**WHAT IS NEEDED:** Reproduce every one of the entries below word for word, leaving the pictures out of your answer.
--- Begin ---
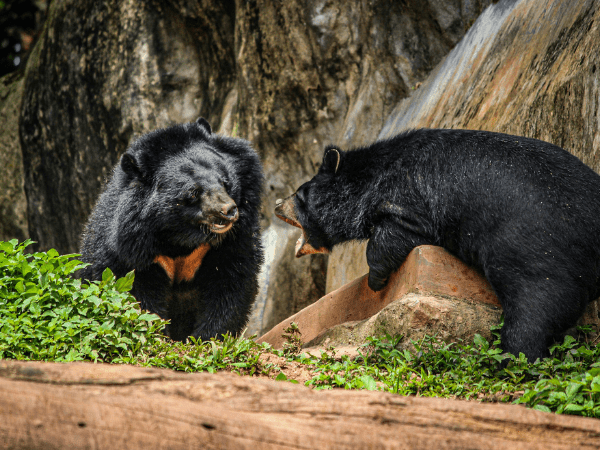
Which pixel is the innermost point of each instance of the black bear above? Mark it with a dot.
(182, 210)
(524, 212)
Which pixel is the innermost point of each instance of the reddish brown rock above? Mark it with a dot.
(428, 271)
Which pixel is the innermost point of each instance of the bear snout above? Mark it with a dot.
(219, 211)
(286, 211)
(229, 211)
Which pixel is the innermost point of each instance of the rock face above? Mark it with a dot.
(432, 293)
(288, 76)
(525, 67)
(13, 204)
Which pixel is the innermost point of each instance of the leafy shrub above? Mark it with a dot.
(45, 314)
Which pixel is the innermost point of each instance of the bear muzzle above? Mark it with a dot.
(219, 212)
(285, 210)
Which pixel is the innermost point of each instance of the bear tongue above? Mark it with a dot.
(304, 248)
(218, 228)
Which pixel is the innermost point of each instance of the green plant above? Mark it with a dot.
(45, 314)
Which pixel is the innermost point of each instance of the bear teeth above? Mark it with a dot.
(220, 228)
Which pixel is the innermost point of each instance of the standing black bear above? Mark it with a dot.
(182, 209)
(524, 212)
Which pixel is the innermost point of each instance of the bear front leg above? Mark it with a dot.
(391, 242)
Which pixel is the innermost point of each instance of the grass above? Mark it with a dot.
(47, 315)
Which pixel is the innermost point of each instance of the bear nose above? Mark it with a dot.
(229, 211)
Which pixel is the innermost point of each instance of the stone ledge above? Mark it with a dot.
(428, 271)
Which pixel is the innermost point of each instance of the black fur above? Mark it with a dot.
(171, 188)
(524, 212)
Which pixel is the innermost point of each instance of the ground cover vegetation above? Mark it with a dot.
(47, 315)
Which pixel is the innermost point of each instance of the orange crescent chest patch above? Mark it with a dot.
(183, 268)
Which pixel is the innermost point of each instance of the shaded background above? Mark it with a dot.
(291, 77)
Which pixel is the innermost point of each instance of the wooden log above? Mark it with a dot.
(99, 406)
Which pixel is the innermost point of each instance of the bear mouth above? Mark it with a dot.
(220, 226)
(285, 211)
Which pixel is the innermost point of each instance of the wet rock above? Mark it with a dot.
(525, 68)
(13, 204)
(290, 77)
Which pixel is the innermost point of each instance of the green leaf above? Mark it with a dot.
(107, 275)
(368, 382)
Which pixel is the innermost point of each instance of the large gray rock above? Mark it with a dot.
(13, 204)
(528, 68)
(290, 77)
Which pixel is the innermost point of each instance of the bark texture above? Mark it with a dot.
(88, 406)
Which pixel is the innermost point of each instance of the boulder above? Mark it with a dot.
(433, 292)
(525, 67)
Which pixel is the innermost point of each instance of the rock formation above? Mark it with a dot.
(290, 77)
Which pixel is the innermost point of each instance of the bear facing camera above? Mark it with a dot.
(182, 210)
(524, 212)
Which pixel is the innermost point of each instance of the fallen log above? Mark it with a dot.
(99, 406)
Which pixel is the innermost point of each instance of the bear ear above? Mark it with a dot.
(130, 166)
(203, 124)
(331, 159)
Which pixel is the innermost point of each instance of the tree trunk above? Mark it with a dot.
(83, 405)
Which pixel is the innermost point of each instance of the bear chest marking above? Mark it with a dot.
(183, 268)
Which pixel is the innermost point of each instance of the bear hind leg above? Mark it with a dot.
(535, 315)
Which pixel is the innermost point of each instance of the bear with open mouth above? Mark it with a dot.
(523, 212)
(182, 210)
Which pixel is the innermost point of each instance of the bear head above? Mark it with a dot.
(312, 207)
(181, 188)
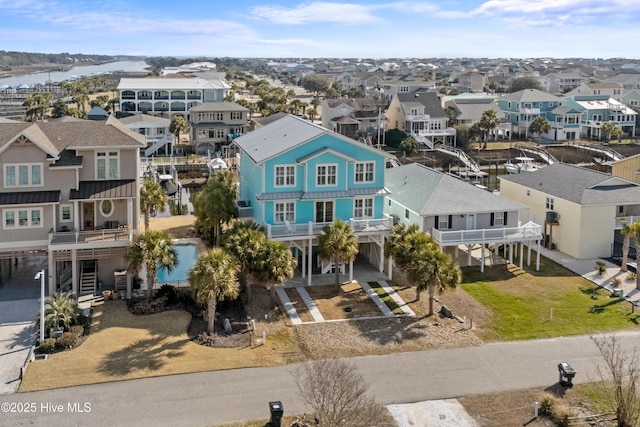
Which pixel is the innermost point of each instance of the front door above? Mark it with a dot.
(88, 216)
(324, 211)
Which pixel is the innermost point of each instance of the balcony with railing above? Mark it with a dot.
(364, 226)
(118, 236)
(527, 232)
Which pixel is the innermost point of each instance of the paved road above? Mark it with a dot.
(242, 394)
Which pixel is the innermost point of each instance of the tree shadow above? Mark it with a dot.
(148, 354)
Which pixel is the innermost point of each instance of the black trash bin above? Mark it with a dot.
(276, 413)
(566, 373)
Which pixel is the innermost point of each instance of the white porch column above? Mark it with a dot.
--- End ---
**RESULT:**
Which pixel is the innermost point of each instance of the black bear above? Mark it with a dot.
(182, 210)
(524, 212)
Which pixel is the innermost point of each instance of the reddish brown rock above? Mark it with a dot.
(428, 271)
Which pixel is the innermost point of each instance of the bear snout above? Mark it with a dot.
(219, 211)
(286, 211)
(229, 211)
Which pixel is the innermost point of each instance of the rock face above? Mark it with a dot.
(432, 293)
(288, 76)
(525, 67)
(13, 204)
Which pixel is the innermost point of each instance of the leafy shrub above? Mark it with a dot.
(45, 314)
Which pixel is the innermost point of each instance of the bear muzzle above? Mark it with a dot.
(219, 212)
(285, 210)
Which pixel is the innermost point of each instance of the bear tongue above? Mark it with a dot.
(304, 248)
(218, 228)
Which pixel is the innermost point of each instance of the green plant above? Mark it with a dot.
(45, 314)
Which pixel is the innermost point of each instance of the bear teeth above? Mark it with a dot.
(220, 228)
Which pixel is the innermost point of each instance of the standing black bear above? Mark it with a dot.
(182, 209)
(524, 212)
Which pixel is the innermost point of each instance of the bear front leg above? Mark it with a dot.
(391, 242)
Which pixel is the innermost point of each instance of the grass above? Mark it with a dot.
(47, 315)
Which pixel is the innermost point of each instance of the bear nose above? Mark it with a dot.
(229, 211)
Which pixel is the innermost point of each instance of the stone ledge above? Mark it with a dot.
(428, 271)
Which pixel is the innermost point of each instance of the black fur above? Mark it with a dot.
(171, 188)
(524, 212)
Which pixel is the innermost point of each instance of the ground cover vegetation above? Mark it with a dot.
(47, 315)
Which pixel is the innermost point of each instance of the orange crescent chest patch above? Mark it with a dot.
(183, 268)
Which pixel is the innermost point of each instance of the shaded background above? Mark it with a dot.
(291, 77)
Which pixel is the innermost point of each instance of the wooden log above? Mark it with a dot.
(99, 406)
Which pixel is the innermost point of each instance of the bear mouth above? Mark it with a dot.
(220, 226)
(285, 211)
Which pixel is the innermost point of each instance of the wet rock above? Mark it with a dot.
(525, 68)
(13, 204)
(290, 77)
Which pixel is the innermost point of each instance of the green leaf above? Mark it with a dot.
(107, 275)
(368, 382)
Which pixel is the innermost point of each instance of the large gray rock above? Mark it with a dot.
(13, 204)
(528, 68)
(290, 77)
Which pixel is the innermost point of each instance of the bark texture above? Mark it with a dot.
(88, 406)
Which pixel is the innermost point of each instance of the boulder above? Mark it with a dot.
(433, 292)
(525, 67)
Which pixel is the innermost point of each instance of the rock formation above? Mark it with a dot.
(290, 77)
Which pixel is the innermost point of each instance of the bear facing camera above? Mark it with a dot.
(182, 210)
(524, 212)
Which pixel is the innermost point of each instance of the fallen log above? Mark it with a dot.
(99, 406)
Which pixel is the innermost point of each instance of the bear ear above? Mark it with a dot.
(130, 166)
(203, 124)
(331, 159)
Which pixel is the innermost point of each instance of the tree trunk above? Mark it with a dot.
(83, 405)
Which pixel is the innermost point of each instance of the bear chest marking above? Mark it with a dot.
(183, 268)
Which pixel is the innermost point of each instance of the bear hind leg above? Mark it with a dot.
(535, 315)
Which pixel is the innermost point of each instance of the bear with open mouth above? Mark it with a dot.
(523, 212)
(182, 210)
Which pixel is the innermost point of each instance of the bear head above? Mark it with a dot.
(312, 207)
(181, 188)
Which pixel is the innermost point of each instance of the front door above? Mark it with a dot.
(88, 216)
(324, 211)
Which pixel is the innermost point of each instance of the balcony with railing above? Mark it with a dot.
(364, 226)
(118, 236)
(527, 232)
Which pixel is the innermost point of each instance of the paved road above? Mark it with a dot.
(242, 394)
Which pixel is the innermost point of each instance of the tree shadow above? Mark it with a dot.
(148, 354)
Which pixel is the innermost point of each instance of the black trash bin above? Mark it with a dot.
(276, 413)
(566, 373)
Which pixel is the innermost point of each instance of the white porch column above? Mark it with a dot.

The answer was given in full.